§ **Extrait fourni**
'''
PDO & SDO (© cdebyte.com)
Les SDO (Service Data Objects) gèrent l’accès point à point au dictionnaire d’objets pour les opérations de paramétrage et de diagnostic. Ce service client-serveur avec acquittement garantit l’intégrité des transferts, même pour des données volumineuses nécessitant une segmentation.
Le service NMT (Network Management) coordonne le démarrage et la surveillance des équipements selon un modèle maître-esclave. Il gère les transitions entre les états pré-opérationnel, opérationnel et arrêté, assurant un démarrage ordonné du réseau.
Les objets spéciaux (SYNC, TIME STAMP, EMERGENCY) complètent l’architecture en fournissant la synchronisation temporelle et la gestion des défauts. L’objet SYNC permet notamment la coordination d’axes multiples avec une précision temporelle suffisante pour les applications de mouvement.
Configuration et mise en œuvre pratique
L’allocation des identifiants COB-ID peut s’effectuer selon trois méthodes. L’allocation par défaut (CANopen Predefined Set) simplifie la configuration initiale en attribuant automatiquement les identifiants selon le numéro de nœud (Node ID). Cette approche convient parfaitement aux architectures classiques avec un maître central et des esclaves distribués.
Pour des topologies plus complexes nécessitant des échanges directs entre esclaves, la reconfiguration des PDO permet d’établir des liens producteur-consommateur spécifiques. Cette flexibilité s’avère particulièrement utile pour les applications de commande d’axes ou de coordination de process.
'''
§ **Données de pointage de régions**
'''
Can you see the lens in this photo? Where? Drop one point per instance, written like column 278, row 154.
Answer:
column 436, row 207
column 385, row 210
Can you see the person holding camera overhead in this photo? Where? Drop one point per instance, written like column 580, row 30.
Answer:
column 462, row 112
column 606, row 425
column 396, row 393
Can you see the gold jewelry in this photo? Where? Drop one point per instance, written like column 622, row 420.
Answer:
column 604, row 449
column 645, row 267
'''
'''
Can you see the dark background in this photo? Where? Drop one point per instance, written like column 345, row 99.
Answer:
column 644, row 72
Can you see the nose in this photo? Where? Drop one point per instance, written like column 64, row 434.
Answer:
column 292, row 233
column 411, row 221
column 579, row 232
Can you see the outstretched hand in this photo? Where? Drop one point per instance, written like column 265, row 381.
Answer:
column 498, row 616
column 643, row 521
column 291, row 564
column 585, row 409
'''
'''
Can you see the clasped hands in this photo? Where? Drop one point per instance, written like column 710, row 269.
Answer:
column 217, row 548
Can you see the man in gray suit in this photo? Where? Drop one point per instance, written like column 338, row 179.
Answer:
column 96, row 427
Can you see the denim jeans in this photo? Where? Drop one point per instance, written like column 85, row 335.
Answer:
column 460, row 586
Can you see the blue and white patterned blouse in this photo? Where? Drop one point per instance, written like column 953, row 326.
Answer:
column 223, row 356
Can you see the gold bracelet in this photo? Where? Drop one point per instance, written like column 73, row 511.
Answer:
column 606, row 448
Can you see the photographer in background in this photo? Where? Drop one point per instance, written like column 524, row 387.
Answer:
'''
§ **Consignes d'exercice**
1. D'après l'extrait sur les PDO et SDO, entre quels états le service NMT gère-t-il les transitions ?
2. Poursuivez la rédaction de l'extrait sur les PDO et SDO à partir de l'endroit où il s'arrête.

§ **Corrigé de l'exercice**
1. Entre les états pré-opérationnel, opérationnel et arrêté.

2.
Les logiciels de configuration actuels automatisent largement ces tâches. L’import du fichier EDS renseigne automatiquement les paramètres de base, tandis que l’interface graphique facilite la définition des échanges PDO et la configuration des paramètres de surveillance.
Surveillance et diagnostic réseau
CANopen propose deux mécanismes de surveillance des équipements : le Node Guarding traditionnel et le Heartbeat plus récent. Le Node Guarding fonctionne par interrogation périodique (polling) du maître vers chaque esclave, générant un trafic proportionnel au nombre d’équipements.
Le mécanisme Heartbeat optimise l’utilisation de la bande passante en inversant le principe : chaque équipement émet spontanément son état de santé selon une période configurée. Cette approche réduit significativement la charge réseau tout en maintenant un niveau de surveillance équivalent.
La gestion des erreurs s’appuie sur des compteurs intégrés (TEC et REC) qui quantifient les défauts d’émission et de réception. Le passage automatique en mode “erreur passive” puis “bus off” protège le réseau contre les équipements défaillants, préservant la communication des autres participants.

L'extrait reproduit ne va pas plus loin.